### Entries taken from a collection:
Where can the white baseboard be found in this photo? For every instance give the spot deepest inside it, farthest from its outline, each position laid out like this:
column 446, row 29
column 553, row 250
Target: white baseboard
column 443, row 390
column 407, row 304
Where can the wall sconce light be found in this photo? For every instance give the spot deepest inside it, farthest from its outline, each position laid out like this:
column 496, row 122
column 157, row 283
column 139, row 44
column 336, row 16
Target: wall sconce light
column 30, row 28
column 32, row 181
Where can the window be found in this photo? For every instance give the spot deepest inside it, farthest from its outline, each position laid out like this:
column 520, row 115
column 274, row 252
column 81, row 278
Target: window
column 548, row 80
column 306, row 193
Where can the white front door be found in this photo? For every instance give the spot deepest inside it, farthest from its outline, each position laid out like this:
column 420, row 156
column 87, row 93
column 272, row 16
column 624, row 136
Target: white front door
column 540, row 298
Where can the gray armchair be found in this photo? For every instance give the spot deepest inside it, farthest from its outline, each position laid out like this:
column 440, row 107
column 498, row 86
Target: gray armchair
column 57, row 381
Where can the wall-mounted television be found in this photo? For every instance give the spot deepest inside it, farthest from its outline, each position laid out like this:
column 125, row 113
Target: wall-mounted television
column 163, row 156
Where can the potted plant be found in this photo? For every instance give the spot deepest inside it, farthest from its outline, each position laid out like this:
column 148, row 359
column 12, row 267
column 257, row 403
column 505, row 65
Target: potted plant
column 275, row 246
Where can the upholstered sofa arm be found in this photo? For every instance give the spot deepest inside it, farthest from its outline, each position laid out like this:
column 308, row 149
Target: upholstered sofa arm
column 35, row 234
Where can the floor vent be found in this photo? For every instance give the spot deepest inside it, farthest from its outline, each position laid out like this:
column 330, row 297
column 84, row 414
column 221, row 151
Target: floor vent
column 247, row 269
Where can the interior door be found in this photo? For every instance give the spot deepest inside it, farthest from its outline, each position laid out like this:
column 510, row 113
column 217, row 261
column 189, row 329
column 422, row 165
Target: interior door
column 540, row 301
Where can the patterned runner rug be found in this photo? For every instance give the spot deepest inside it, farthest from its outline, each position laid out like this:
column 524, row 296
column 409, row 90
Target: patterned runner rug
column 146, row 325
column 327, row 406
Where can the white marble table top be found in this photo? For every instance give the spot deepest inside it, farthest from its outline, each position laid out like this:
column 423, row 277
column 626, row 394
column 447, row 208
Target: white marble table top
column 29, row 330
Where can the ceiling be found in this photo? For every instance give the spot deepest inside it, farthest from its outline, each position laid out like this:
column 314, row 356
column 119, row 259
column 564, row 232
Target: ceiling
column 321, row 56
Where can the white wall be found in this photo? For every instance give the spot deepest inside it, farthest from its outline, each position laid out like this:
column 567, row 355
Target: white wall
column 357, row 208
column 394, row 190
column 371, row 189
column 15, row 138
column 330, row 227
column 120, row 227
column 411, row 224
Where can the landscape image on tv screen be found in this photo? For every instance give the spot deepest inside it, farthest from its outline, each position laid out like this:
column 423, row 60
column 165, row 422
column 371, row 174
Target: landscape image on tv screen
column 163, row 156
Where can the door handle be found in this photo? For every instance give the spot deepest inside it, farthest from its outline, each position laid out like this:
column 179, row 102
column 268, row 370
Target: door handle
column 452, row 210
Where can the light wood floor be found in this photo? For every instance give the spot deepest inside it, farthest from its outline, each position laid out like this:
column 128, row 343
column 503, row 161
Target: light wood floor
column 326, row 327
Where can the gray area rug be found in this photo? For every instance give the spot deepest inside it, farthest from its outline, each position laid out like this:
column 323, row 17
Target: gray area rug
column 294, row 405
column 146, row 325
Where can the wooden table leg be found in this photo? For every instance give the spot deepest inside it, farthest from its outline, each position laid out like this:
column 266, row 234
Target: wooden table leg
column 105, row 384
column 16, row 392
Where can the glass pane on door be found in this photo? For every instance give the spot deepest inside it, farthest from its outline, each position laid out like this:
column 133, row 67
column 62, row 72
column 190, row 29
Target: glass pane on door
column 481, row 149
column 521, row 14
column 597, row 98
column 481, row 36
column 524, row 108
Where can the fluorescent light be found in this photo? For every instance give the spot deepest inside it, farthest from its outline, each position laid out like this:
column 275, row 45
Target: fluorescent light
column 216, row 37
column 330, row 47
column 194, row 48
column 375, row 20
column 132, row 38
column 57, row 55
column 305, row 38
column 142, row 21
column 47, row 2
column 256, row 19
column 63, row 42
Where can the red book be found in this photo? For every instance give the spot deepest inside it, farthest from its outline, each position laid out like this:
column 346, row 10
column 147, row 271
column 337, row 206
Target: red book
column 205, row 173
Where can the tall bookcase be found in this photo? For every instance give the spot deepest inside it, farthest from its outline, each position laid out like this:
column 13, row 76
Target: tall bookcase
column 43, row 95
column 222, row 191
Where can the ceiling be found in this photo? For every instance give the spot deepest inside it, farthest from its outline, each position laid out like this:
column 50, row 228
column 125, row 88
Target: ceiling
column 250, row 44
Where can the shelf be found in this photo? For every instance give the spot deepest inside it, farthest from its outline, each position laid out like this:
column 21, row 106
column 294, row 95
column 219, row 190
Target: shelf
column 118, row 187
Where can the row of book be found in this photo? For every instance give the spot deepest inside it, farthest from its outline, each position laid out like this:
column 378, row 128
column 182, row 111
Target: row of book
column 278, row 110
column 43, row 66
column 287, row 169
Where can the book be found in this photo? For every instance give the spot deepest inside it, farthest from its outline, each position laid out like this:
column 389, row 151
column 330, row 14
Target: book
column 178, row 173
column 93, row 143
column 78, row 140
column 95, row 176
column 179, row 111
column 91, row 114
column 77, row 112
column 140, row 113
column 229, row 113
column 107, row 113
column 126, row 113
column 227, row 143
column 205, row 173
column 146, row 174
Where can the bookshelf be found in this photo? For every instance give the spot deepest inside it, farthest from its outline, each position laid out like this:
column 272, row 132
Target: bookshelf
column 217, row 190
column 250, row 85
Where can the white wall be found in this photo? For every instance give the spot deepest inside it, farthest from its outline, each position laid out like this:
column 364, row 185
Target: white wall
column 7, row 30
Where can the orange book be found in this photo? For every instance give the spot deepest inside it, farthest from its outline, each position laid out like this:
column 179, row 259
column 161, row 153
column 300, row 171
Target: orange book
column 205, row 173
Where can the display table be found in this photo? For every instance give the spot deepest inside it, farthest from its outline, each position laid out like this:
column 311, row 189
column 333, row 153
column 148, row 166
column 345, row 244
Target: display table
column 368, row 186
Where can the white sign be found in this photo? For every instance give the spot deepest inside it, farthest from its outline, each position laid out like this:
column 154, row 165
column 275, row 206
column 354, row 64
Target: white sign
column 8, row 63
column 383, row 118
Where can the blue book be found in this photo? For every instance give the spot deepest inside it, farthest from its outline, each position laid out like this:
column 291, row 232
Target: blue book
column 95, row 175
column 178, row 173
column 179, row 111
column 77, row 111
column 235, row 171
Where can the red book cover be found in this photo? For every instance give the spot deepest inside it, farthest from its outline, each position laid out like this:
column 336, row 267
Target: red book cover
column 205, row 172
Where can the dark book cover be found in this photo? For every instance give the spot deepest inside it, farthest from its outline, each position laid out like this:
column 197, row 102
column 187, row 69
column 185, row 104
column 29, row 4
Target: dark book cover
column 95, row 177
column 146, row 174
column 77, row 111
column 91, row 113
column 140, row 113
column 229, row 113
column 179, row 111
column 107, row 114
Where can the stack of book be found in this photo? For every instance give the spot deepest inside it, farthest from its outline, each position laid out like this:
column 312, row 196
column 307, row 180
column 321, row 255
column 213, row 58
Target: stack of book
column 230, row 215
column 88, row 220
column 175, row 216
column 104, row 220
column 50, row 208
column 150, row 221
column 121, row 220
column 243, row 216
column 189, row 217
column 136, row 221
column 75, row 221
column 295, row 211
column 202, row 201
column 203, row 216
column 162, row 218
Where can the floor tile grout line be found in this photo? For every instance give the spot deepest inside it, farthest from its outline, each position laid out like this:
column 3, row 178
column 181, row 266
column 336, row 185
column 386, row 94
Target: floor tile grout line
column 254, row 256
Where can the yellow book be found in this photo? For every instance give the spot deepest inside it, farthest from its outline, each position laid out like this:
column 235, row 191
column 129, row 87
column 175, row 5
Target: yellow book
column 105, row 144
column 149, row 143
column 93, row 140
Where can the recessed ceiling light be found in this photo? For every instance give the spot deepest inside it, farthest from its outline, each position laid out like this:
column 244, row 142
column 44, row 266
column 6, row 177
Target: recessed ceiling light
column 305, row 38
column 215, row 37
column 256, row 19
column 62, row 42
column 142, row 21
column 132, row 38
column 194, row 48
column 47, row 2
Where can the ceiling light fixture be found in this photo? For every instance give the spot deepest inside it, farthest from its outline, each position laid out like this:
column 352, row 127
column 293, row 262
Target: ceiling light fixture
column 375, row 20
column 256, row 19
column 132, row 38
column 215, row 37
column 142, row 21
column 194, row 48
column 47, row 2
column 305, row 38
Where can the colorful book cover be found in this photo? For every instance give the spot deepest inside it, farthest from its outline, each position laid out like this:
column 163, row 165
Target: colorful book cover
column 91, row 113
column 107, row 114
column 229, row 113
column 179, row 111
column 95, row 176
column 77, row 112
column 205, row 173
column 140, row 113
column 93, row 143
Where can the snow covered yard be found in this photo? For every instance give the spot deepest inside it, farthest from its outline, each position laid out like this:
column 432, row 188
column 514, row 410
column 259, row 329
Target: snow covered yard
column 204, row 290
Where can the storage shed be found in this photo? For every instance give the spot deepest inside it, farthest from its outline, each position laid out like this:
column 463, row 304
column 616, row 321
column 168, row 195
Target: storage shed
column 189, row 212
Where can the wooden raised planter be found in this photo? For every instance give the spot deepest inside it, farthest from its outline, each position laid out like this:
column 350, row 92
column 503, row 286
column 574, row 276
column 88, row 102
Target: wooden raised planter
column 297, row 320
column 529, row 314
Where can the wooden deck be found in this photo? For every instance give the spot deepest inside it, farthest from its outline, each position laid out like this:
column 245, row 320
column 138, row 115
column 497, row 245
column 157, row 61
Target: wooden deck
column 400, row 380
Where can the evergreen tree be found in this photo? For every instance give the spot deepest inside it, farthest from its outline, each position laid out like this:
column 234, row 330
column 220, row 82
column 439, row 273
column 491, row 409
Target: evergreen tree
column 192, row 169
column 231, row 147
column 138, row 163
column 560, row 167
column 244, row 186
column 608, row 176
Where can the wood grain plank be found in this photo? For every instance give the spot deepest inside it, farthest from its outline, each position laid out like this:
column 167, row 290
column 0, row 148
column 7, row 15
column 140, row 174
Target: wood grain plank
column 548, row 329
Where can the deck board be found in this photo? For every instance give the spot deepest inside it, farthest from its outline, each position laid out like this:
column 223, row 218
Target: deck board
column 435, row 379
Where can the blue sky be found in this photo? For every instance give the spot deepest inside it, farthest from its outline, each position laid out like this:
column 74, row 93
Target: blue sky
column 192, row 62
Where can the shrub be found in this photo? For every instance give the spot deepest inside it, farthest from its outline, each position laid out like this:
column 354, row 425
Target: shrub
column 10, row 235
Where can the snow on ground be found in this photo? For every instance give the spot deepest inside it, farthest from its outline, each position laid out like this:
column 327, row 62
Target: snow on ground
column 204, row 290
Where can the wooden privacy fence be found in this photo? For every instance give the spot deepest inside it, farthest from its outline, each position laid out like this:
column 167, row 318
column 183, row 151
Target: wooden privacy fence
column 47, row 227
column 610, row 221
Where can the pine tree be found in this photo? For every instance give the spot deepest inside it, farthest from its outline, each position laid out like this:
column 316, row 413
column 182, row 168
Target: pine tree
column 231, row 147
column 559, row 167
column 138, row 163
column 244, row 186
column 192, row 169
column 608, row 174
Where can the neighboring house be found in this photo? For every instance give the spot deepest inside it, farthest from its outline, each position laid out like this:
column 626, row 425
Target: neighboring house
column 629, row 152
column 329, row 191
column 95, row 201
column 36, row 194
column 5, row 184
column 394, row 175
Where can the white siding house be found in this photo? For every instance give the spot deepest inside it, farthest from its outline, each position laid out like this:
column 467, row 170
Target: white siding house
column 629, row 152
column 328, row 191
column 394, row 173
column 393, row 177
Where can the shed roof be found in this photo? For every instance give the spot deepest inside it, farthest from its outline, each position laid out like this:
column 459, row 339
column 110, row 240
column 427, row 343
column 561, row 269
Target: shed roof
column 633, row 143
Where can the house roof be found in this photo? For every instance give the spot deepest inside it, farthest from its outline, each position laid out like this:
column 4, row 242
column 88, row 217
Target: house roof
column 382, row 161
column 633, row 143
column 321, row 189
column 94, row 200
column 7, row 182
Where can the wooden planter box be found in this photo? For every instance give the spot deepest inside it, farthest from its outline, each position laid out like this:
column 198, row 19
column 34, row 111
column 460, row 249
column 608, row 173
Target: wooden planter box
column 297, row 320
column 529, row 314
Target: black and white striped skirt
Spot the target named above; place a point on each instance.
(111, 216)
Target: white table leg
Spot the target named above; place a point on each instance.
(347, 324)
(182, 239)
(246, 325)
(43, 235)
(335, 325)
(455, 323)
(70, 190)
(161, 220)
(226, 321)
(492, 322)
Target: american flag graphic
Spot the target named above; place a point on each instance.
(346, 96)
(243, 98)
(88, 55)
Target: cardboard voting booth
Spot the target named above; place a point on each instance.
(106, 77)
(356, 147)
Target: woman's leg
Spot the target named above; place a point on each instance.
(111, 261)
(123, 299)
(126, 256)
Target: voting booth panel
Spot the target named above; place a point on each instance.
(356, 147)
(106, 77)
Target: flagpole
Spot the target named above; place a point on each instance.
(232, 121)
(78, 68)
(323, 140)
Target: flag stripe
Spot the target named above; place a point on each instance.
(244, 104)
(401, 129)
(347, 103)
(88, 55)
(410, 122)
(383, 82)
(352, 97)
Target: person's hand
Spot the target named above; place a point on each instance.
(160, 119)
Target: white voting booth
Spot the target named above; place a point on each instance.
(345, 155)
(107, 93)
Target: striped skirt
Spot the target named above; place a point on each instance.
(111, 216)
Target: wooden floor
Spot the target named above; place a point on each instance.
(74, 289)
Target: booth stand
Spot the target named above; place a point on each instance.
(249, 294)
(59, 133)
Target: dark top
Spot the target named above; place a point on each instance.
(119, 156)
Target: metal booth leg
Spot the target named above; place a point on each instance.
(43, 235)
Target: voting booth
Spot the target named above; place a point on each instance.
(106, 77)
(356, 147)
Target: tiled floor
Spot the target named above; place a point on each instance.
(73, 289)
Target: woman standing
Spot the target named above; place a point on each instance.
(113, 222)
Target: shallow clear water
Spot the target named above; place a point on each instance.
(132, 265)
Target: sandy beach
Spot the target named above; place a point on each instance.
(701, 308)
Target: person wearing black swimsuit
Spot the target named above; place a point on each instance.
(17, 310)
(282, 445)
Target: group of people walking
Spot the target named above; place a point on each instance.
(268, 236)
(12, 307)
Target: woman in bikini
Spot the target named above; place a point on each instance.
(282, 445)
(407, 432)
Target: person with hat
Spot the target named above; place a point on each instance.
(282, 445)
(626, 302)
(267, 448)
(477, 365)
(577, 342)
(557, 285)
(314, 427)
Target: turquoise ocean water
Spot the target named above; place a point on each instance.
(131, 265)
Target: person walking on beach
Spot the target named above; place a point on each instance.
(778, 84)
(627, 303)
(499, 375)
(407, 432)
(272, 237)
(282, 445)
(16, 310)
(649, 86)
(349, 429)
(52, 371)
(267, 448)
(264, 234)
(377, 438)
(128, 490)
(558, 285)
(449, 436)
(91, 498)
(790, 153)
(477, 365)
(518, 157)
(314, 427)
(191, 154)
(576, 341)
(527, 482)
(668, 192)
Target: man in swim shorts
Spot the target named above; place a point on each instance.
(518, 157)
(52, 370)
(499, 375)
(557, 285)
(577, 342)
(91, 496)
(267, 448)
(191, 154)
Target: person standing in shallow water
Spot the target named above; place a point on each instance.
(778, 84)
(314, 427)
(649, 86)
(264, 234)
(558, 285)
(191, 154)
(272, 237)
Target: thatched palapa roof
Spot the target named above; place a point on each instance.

### PROBLEM DESCRIPTION:
Copy down each line in the entries that has the word "beach".

### RESPONSE:
Target: sandy beach
Target: person walking on beach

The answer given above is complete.